Outline entries:
——————————
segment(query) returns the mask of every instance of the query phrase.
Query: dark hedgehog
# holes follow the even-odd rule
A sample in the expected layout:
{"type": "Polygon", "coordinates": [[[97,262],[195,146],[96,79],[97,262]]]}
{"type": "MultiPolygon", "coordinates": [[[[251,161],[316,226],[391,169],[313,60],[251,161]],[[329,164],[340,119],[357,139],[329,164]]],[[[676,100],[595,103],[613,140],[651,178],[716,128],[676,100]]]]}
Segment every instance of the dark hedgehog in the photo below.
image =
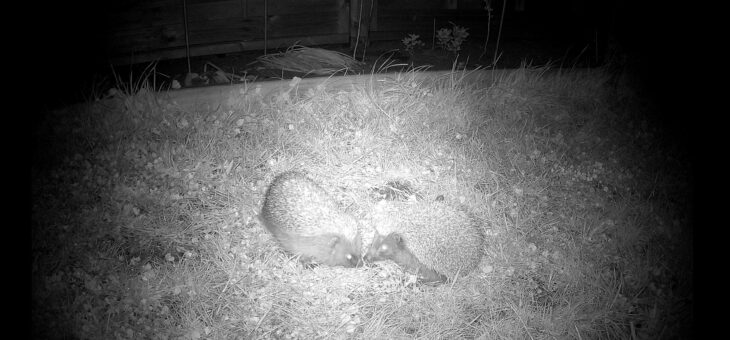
——————————
THE PROBLEM –
Reproduce the entries above verbatim, line for line, omitting the pictures.

ANSWER FOR THE TASK –
segment(query) returns the mask of every instance of the query phrase.
Query: dark hedgehog
# holes follow the even-odd rule
A sample in the expected layout:
{"type": "Polygon", "coordinates": [[[97,262],[195,146],[96,79],[97,262]]]}
{"type": "MultiPolygon", "coordinates": [[[[251,161],[316,226],[391,169],[313,60],[251,161]],[[329,164],[340,119],[357,139],[329,164]]],[[[676,100],[595,103],[613,140],[651,178],[716,128],[676,100]]]]}
Segment every instance of the dark hedgehog in the photo below.
image =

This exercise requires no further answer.